AUSGANGSTEXT -
FC Bayern München: So funktioniert die Taktik unter Vincent Kompany

Vor allem die Offensivstärke des FC Bayern zum Saisonstart ist ein Paradebeispiel dafür, wieso das, was oft als eine „gute Taktik“ bezeichnet wird, nicht einfach von allein funktioniert. Vielmehr muss sie vor allem gut umgesetzt werden. Andernfalls bringt sie womöglich zwar manchen Erfolg, aber bei Weitem nicht die beeindruckende Dominanz, die die Münchener in der laufenden Saison an den Tag legen. Die meisten Teams der Bundesliga könnten vermutlich von jetzt auf gleich genau denselben taktischen Plan verfolgen wie sie.

Das Problem aber wäre: Sie bräuchten einen langen Arbeitsprozess, um ihn genauso gut auszuführen. Das ist bei den Bayern das Ergebnis akribischer Arbeit aus zahlreichen Trainingswochen, von vielen Details beim Coaching, in Übungen und in diversen Videoschulungen. Es ist wohl kein Zufall, dass die Bayern im ersten Jahr unter Trainer Vincent Kompany sehr gut waren, im zweiten Jahr nun aber herausragend sind.

Viele Dreiecke mit diagonalen Passwinkeln

Das Geheimnis des Erfolgs der Bayern findet sich nicht in den einzelnen taktischen Konzepten, die sie verfolgen. Diese findet man in ähnlicher Form bei vielen anderen Teams. Indem sich im Spielaufbau beispielsweise einer der beiden Sechser seitlich in den Halbraum absetzt und der andere als Anker im Zentrum bleibt (siehe Grafik), entsteht zusammen mit den beiden Innenverteidigern eine leicht asymmetrische 3-1- oder auch 2-2-Struktur.

VERFÜGBARE DATEN -
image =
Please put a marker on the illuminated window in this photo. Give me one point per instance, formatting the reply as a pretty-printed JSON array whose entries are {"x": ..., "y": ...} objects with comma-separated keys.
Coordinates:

AUFGABEN -
A – Zähle alle Bestandteile auf, aus denen laut Ausgangstext die akribische Arbeit der Bayern besteht.
B – Gib den Ausgangstext wortgetreu wieder, beginnend bei „Viele Dreiecke mit“ und fortlaufend bis einschließlich „oder auch 2-2-Struktur.“.

RICHTIGE LÖSUNGEN -
A –
- zahlreiche Trainingswochen
- viele Details beim Coaching
- Übungen
- diverse Videoschulungen

B –
Viele Dreiecke mit diagonalen Passwinkeln

Das Geheimnis des Erfolgs der Bayern findet sich nicht in den einzelnen taktischen Konzepten, die sie verfolgen. Diese findet man in ähnlicher Form bei vielen anderen Teams. Indem sich im Spielaufbau beispielsweise einer der beiden Sechser seitlich in den Halbraum absetzt und der andere als Anker im Zentrum bleibt (siehe Grafik), entsteht zusammen mit den beiden Innenverteidigern eine leicht asymmetrische 3-1- oder auch 2-2-Struktur.